## BRIEF
Reproduce the records as a numbered list, starting at the line that contains "Target — pink dot pattern" and ending at the final line of the records, and leave out any blank lines.
[Begin WORKING DATA]
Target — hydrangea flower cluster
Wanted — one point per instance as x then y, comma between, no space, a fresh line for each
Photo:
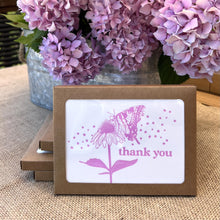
124,29
69,57
83,35
190,33
51,14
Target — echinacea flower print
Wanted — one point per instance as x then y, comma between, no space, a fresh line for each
109,133
113,131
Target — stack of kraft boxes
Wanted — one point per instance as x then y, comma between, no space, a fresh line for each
39,155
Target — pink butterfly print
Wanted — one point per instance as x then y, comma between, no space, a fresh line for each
128,120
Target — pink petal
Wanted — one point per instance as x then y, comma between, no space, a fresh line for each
74,62
191,25
178,46
203,3
75,44
77,53
146,9
160,34
187,3
116,5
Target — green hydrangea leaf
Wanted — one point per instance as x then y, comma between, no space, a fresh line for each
17,20
33,40
167,73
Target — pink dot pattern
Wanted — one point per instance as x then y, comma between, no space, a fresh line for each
150,129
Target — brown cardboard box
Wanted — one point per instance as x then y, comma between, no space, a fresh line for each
185,93
46,141
32,160
43,175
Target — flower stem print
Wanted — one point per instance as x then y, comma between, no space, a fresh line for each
116,130
110,162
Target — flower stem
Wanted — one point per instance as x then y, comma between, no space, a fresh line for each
110,162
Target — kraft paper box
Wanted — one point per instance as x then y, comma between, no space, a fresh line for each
125,140
43,175
46,141
34,158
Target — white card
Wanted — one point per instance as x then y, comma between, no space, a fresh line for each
125,141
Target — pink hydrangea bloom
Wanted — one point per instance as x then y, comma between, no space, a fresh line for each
51,14
124,29
109,133
68,57
190,33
[End WORKING DATA]
## EXERCISE SOLUTION
1. Target — pink dot pattern
2. Wanted — one point per instance as x then y, comma between, no space, a fresh line for each
3. 150,129
4. Target — brown cardboard box
5. Wanted — one point per instance as x then y, comma between, no space, a fresh line for each
6. 185,93
7. 46,141
8. 32,160
9. 43,175
10. Target — flower stem print
11. Wanted — one point per instance as x then y, comma between, no space, a fresh line for each
12. 116,130
13. 110,162
14. Target — flower stem
15. Wanted — one point per instance as x then y, comma between, no space, a fresh line for each
16. 110,162
17. Target — kraft paper box
18. Wanted — one point per instance as x then y, comma between, no space, a fresh line for each
19. 125,140
20. 43,175
21. 46,141
22. 34,158
23. Target — white card
24. Wanted — one point per instance as x then y, comma between, no space, a fresh line for each
25. 125,141
26. Target — pink hydrangea bloom
27. Wanted — one point per instance as x then y, comma between, no space, a fresh line for each
28. 51,14
29. 124,29
30. 109,133
31. 68,57
32. 190,33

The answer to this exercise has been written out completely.